BRIEF >>
Before you finish, make sure each line of the records has been retyped exactly.

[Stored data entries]
● ● ● ● ● ● ●

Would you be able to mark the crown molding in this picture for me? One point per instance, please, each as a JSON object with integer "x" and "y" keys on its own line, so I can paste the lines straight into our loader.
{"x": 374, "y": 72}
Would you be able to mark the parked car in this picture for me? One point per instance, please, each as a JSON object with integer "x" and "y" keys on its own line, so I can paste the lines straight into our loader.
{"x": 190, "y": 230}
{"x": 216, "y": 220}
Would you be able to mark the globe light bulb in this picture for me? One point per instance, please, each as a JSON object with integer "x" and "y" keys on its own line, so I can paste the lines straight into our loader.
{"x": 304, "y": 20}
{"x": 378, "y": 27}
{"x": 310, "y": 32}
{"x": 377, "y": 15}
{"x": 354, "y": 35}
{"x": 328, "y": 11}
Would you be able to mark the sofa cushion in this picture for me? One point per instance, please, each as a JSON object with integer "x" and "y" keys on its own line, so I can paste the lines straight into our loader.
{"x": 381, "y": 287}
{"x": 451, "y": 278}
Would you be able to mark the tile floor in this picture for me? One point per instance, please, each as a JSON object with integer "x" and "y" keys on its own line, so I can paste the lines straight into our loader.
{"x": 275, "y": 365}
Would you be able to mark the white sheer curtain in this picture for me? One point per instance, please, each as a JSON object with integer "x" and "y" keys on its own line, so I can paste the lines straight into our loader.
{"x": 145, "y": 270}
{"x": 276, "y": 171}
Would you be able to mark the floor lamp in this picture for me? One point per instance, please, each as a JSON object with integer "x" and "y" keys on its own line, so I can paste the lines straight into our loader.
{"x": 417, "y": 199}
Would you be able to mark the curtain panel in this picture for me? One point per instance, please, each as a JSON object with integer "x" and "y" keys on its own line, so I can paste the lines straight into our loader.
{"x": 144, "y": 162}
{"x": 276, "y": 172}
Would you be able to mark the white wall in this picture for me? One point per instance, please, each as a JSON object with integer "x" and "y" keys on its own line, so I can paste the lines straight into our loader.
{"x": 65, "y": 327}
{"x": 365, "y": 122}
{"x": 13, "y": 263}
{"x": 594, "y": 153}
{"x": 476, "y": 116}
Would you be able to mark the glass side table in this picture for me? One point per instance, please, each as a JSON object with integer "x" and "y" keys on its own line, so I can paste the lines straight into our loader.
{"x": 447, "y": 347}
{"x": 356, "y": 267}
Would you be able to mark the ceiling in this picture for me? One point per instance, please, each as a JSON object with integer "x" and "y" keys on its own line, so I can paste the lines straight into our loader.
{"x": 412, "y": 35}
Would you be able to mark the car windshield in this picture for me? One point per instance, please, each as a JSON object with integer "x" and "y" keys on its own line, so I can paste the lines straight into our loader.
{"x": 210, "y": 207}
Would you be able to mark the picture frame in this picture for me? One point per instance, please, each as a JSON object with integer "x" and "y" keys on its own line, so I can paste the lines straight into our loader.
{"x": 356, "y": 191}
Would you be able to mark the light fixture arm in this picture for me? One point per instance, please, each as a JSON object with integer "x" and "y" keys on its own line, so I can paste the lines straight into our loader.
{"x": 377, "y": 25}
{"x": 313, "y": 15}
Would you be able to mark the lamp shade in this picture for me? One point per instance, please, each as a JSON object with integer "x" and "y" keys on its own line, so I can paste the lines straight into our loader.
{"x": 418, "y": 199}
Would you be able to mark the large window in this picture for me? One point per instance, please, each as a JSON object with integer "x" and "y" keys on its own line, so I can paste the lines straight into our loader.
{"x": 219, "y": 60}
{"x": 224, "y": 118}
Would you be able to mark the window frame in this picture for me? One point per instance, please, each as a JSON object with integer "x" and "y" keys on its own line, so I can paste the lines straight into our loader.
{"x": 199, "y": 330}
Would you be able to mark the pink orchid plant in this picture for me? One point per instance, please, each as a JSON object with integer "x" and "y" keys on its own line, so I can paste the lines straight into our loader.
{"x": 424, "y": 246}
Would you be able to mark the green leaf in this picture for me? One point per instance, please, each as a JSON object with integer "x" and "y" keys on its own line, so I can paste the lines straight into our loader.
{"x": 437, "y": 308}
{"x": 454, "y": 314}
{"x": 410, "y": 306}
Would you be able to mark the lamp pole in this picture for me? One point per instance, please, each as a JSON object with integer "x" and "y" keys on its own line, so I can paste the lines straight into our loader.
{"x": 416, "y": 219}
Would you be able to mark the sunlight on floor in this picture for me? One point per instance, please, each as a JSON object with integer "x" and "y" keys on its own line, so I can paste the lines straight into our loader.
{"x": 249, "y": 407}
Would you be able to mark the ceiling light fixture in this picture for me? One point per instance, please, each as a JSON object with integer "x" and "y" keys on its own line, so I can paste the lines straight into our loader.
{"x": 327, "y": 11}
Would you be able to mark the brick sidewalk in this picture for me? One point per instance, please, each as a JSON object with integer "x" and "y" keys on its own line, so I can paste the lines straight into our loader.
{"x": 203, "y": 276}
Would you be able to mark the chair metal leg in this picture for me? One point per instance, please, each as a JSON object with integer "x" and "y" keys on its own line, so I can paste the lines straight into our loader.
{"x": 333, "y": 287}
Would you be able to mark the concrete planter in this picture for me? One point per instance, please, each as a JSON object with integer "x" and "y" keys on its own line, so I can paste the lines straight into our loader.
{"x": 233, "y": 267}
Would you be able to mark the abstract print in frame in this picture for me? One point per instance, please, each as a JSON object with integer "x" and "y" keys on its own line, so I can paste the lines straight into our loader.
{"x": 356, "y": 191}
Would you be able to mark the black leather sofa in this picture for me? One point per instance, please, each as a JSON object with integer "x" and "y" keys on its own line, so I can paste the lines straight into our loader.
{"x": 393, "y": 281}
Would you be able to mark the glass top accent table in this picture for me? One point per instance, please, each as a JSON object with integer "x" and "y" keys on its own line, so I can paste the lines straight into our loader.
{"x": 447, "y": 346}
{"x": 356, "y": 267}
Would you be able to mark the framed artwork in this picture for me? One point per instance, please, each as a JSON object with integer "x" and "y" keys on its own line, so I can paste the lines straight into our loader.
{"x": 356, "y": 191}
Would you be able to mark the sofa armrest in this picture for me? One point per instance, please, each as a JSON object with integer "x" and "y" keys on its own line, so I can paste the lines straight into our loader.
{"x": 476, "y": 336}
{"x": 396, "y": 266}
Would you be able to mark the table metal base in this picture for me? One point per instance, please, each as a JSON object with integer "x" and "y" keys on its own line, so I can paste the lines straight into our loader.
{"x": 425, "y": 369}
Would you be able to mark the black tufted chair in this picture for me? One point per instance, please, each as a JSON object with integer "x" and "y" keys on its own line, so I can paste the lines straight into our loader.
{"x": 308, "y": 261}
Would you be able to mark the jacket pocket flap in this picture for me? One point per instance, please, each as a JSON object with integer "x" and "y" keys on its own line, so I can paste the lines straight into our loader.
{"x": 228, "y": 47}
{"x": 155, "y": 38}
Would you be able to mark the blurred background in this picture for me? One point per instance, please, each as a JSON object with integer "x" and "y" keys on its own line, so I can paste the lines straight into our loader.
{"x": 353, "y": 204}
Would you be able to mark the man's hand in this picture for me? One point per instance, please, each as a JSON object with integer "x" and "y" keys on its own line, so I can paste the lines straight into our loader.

● ● ● ● ● ● ●

RESULT OF THE EXERCISE >>
Would you be able to mark the crown molding in this picture for me? One point per instance, please, each as a JSON object with integer "x" and "y" keys on its own line, so I can paste the lines straight into our loader.
{"x": 374, "y": 72}
Would you be able to mark the parked car in this picture for me? One point per instance, please, each as a JSON object with integer "x" and "y" keys on its own line, so I can paste the lines straight into our loader.
{"x": 190, "y": 230}
{"x": 216, "y": 220}
Would you be able to mark the globe light bulb in this picture for me? One point per instance, please, each as a JSON object with integer "x" and "y" keys on its own line, so I can paste the lines straight into our loader.
{"x": 304, "y": 20}
{"x": 378, "y": 27}
{"x": 310, "y": 32}
{"x": 377, "y": 15}
{"x": 354, "y": 35}
{"x": 328, "y": 11}
Would you be able to mark the sofa cushion in this picture for me? One point per instance, please, each as a JSON object with integer "x" and "y" keys on its own line, so I can paste the lines straight into our loader.
{"x": 381, "y": 287}
{"x": 451, "y": 278}
Would you be able to mark the tile floor in this picture for me? One point per instance, please, each as a JSON object with integer "x" and "y" keys on its own line, so I can paste the lines straight into our loader.
{"x": 275, "y": 365}
Would you be able to mark the white sheer curtain in this picture for me? One point per instance, please, each as a JSON object with integer "x" and "y" keys on its own line, so I can paste the lines straight into our loader.
{"x": 145, "y": 270}
{"x": 276, "y": 171}
Would you be able to mark the floor lamp in this picture for me? One point per instance, please, each as a JSON object with integer "x" and "y" keys on its own line, so I can paste the lines straight into our loader.
{"x": 417, "y": 199}
Would you be able to mark the curtain panel in this picture for me? One point per instance, please, each as a JSON object with integer "x" and "y" keys on its own line, so I can paste the lines straight into our loader.
{"x": 144, "y": 162}
{"x": 276, "y": 172}
Would you be able to mark the white wall in this picture for me? One point per instance, please, each as a JSON object with integer "x" and "y" keys on its own line, so I can paste the lines straight into our loader.
{"x": 65, "y": 327}
{"x": 365, "y": 122}
{"x": 13, "y": 263}
{"x": 594, "y": 153}
{"x": 476, "y": 116}
Would you be able to mark the glass side table in this picture for me? One point per instance, please, each as a JSON object with integer "x" and "y" keys on its own line, so I can paste the lines straight into our loader.
{"x": 447, "y": 347}
{"x": 356, "y": 267}
Would you be able to mark the ceiling in this picture for me? One point per instance, please, each as a JSON object with integer "x" and "y" keys on its own line, so I can paste the lines straight into our loader.
{"x": 412, "y": 35}
Would you be able to mark the car windshield in this picture for me? One point per instance, please, each as a JSON object with integer "x" and "y" keys on its own line, so I can paste the lines straight into our loader.
{"x": 210, "y": 207}
Would you be able to mark the picture frame in this picture for me? One point per instance, please, each as a JSON object with integer "x" and "y" keys on its own line, so I can paste the lines straight into our loader.
{"x": 356, "y": 191}
Would you be able to mark the light fixture arm in this picture for me? One point per instance, please, each as a JSON object with integer "x" and "y" keys on its own line, so I can paste the lines straight into our loader.
{"x": 377, "y": 25}
{"x": 313, "y": 15}
Would you be able to mark the lamp shade in this picture for me? One point per instance, please, each as a JSON object with integer "x" and "y" keys on its own line, so I can paste the lines straight into our loader.
{"x": 418, "y": 199}
Would you be able to mark the large window in this picture for me? One point per instance, please, each as a JSON object with integer "x" and "y" keys on its own line, so I can paste the lines straight into our loader.
{"x": 219, "y": 60}
{"x": 224, "y": 118}
Would you be able to mark the window frame in this picture for me? One point per instance, please, each as a JSON object with integer "x" and "y" keys on its own line, so I can paste the lines straight into our loader.
{"x": 199, "y": 330}
Would you be able to mark the pink orchid plant in this picture for me? One point per instance, please, each as a JSON object with integer "x" and "y" keys on its own line, so I can paste the lines straight into our loader.
{"x": 424, "y": 246}
Would you be able to mark the green leaf in this picture for me? One point per instance, please, each as a JSON object with integer "x" and "y" keys on its own line, so I can paste the lines straight into our loader.
{"x": 437, "y": 308}
{"x": 454, "y": 314}
{"x": 410, "y": 306}
Would you be able to mark the lamp pole in this picture for me? One point per instance, please, each as a JSON object with integer "x" and "y" keys on its own line, so I can paste the lines straight into our loader.
{"x": 416, "y": 219}
Would you be able to mark the sunlight on floor in this picture for me? One point per instance, please, each as a JSON object with integer "x" and "y" keys on its own line, so I can paste the lines straight into our loader.
{"x": 249, "y": 407}
Would you be able to mark the ceiling light fixture in this picture for me? One point per instance, please, each as a JSON object with integer "x" and "y" keys on its own line, so I can paste the lines straight into our loader.
{"x": 327, "y": 11}
Would you be able to mark the brick sidewalk in this picture for me? One point per instance, please, each as a JSON object with integer "x" and "y" keys on its own line, so I can paste the lines straight into our loader.
{"x": 203, "y": 276}
Would you be able to mark the chair metal leg in this picture for me? One point per instance, please, each as a JSON object with integer "x" and "y" keys on its own line, so I can paste the lines straight into our loader.
{"x": 333, "y": 287}
Would you be able to mark the concrete planter in this picture for me? One point per instance, please, each as a JSON object with integer "x" and "y" keys on its own line, so I can paste the lines straight into our loader.
{"x": 233, "y": 267}
Would you be able to mark the abstract print in frame in this picture for me? One point per instance, please, each as a JSON object with integer "x" and "y" keys on its own line, so I can paste the lines straight into our loader.
{"x": 356, "y": 191}
Would you be able to mark the black leather sofa in this picture for me? One point per instance, please, each as a JSON object with integer "x" and "y" keys on its own line, so I can paste the lines straight into our loader.
{"x": 393, "y": 281}
Would you be able to mark the glass top accent table in this picture for me? One point per instance, please, each as a JSON object with integer "x" and "y" keys on its own line, so I can paste the lines straight into our loader.
{"x": 447, "y": 346}
{"x": 356, "y": 267}
Would you be able to mark the framed artwork in this picture for me? One point per instance, please, each as a JSON object with integer "x" and "y" keys on its own line, so I can paste the lines straight into our loader.
{"x": 356, "y": 191}
Would you be able to mark the sofa armrest in this picture for me? One point per instance, please, each as a JSON object with integer "x" and "y" keys on its own line, so I can paste the lines straight into our loader.
{"x": 476, "y": 336}
{"x": 396, "y": 266}
Would you be able to mark the table metal base in this picture for me? One point per instance, please, each as a JSON object with integer "x" and "y" keys on its own line, so I can paste the lines straight into our loader.
{"x": 425, "y": 369}
Would you be able to mark the black tufted chair in this picture for me? One point per instance, please, each as a JSON object with integer "x" and "y" keys on its own line, so I can paste the lines straight into our loader.
{"x": 308, "y": 261}
Would you be able to mark the jacket pocket flap in this picture for me? One point per instance, please, each as a JSON object with integer "x" and "y" keys on its own line, so I can paste the lines straight into our loader.
{"x": 228, "y": 47}
{"x": 155, "y": 38}
Would you be able to mark the blurred background in this picture for me? One point per instance, please, each as a JSON object with integer "x" and "y" keys on its own line, so I can paste the lines straight into our loader.
{"x": 353, "y": 204}
Would you be able to mark the man's hand in this picture for me? One point per instance, please, each as a JSON object with integer "x" and "y" keys on its own line, so I can paste the lines straight into our loader.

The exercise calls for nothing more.